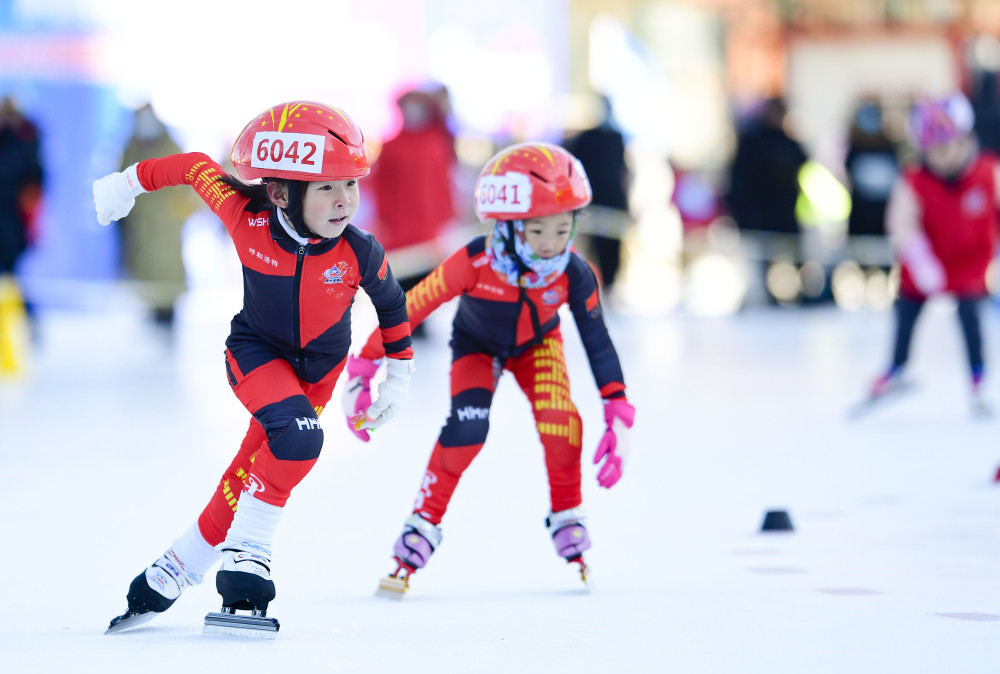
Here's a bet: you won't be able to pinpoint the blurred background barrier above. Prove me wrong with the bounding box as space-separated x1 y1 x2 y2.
0 0 1000 326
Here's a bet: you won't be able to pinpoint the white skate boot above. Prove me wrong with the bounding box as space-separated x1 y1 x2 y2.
204 541 279 639
375 513 442 599
106 548 204 633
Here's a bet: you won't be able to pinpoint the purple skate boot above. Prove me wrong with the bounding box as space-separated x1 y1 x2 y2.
545 508 590 583
375 513 441 599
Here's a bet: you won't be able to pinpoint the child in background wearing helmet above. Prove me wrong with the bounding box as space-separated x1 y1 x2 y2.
870 94 1000 414
344 143 635 596
94 101 412 628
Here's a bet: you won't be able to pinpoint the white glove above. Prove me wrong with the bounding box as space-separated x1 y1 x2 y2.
352 358 413 431
94 164 146 225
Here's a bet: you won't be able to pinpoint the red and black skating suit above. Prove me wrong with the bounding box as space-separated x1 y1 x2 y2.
137 153 413 545
360 236 625 524
899 154 1000 297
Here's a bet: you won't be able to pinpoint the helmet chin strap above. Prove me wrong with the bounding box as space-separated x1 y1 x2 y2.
282 180 323 239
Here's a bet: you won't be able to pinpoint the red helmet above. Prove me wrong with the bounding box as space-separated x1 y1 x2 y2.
231 101 369 181
476 143 591 220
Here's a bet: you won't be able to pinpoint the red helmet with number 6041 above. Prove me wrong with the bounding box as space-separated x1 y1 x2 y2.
231 101 370 181
476 143 591 221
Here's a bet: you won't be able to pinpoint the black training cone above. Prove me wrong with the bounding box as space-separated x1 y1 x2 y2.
760 510 795 531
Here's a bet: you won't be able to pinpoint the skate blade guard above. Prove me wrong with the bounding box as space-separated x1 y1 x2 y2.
203 609 280 639
566 557 594 594
104 611 157 634
375 576 410 601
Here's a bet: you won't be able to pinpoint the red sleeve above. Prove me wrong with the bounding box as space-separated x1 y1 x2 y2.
359 240 476 360
136 152 247 234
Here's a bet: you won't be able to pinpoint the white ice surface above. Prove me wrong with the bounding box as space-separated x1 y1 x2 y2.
0 295 1000 674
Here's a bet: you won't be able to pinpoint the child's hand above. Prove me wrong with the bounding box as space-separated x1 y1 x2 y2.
354 358 413 432
594 398 635 489
341 356 382 442
94 164 146 225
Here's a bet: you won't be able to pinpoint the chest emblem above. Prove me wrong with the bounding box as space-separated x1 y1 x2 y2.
323 260 351 285
542 288 562 304
962 187 986 215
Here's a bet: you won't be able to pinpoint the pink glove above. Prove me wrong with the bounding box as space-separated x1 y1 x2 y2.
341 356 382 442
899 234 947 295
594 398 635 489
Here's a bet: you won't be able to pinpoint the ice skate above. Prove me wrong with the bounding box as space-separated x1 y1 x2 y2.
375 514 441 600
970 383 993 419
204 543 279 639
105 548 202 634
545 508 592 590
847 372 914 419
★ ★ ★ ★
▸ **What the task requires**: Copy every line of the material above word for word, leaving out the picture.

▸ **The solution**:
Here's a bet: you won't be able to pinpoint the blurred background barrier above. Prove me wrong with the bounding box as space-separated x1 y1 x2 y2.
0 0 1000 326
Here's a bet: you won't be able to pinpoint the white skate boot above. Prove me wrong with the bounding box as space-separated x1 y1 x2 y2.
204 541 279 639
375 513 442 599
106 548 204 633
Here's a bet: you won't be able to pinpoint the purple skate boot above. Prove me wrong with the bounding box as space-separated x1 y1 x2 y2.
545 508 590 583
375 513 441 599
Here's a bet: you won't be able to pinpoint the child in background wearing helmet above. Prove me wrong with the bounding box as space-separated x1 y1 x2 y2.
870 94 1000 414
344 143 635 596
94 101 412 628
Here's a bet: you won't be able to pinpoint the white glove above. Prove me wrong with the bounding box as space-separated x1 y1 x2 y2.
352 358 413 431
94 164 146 225
Here's a bet: you won't be able to pinpoint the red and black skating suit above. Prove me wrong with the bounding box as space-separated x1 y1 x2 y2.
137 153 413 545
360 236 625 524
899 154 1000 297
Here's a bet: you won't be able to pinpoint the helmet chin strap above. Prove me wrong with the bounding box as space-separated x1 y1 x2 y2.
282 180 323 239
Here's a bet: you won't be able to pinpoint the red helmet above. Prove me wrong with the bounding box as space-separated x1 y1 x2 y2.
231 101 369 181
476 143 591 220
Here's a bet: you won't be able to pinpoint the red helmet with number 6041 above. Prove me wrong with the bounding box as space-separated x1 y1 x2 y2.
231 101 370 181
476 143 591 221
Here's a bet: you won't be able to pinpoint the black training cone above. Prove me wrong with the bounding box as space-separated x1 y1 x2 y2.
760 510 795 531
Here's a bet: you won't be able to pinpoint the skate blade guard above. Prove me wrong with the bounding box as space-separated x1 y1 x2 y2.
203 609 280 639
566 557 594 594
104 611 157 634
375 576 410 601
Here's a bet: you won't be able to pinpoint the red sleeve above. Prove me wrong with the bounding box as space-separated x1 y1 x2 y2.
359 240 476 360
136 152 247 234
Here's a bet: you won't be able to pinpoint the white ice surface above. Prove me wrong with the bounding box as space-separated x1 y1 x2 y2.
0 295 1000 674
Here's a bet: you won't be able to pinpoint the child's hand above. Prove me wrong with the bounding box as space-separated x1 y1 x2 y2.
354 358 413 432
594 398 635 489
341 356 382 442
94 164 146 225
Here's a bet: you won't be able to pinpoint the chest emblem above. Prove me wrong with the bounding box as space-separated x1 y1 x2 y2.
323 260 351 285
542 288 562 304
962 187 986 215
Here's a bet: you won't be able to pinpoint the pink glove above. Prove me wrong with the bounding box as space-separated x1 y1 x2 y2.
341 356 382 442
899 234 947 295
594 398 635 489
Here's a bet: you won't be able to pinpoint the ice skate above. Prove me wrong with the bounding box as space-separated x1 y1 x2 y2.
375 514 441 600
970 383 993 419
204 543 279 639
105 548 202 634
545 508 592 590
847 372 914 419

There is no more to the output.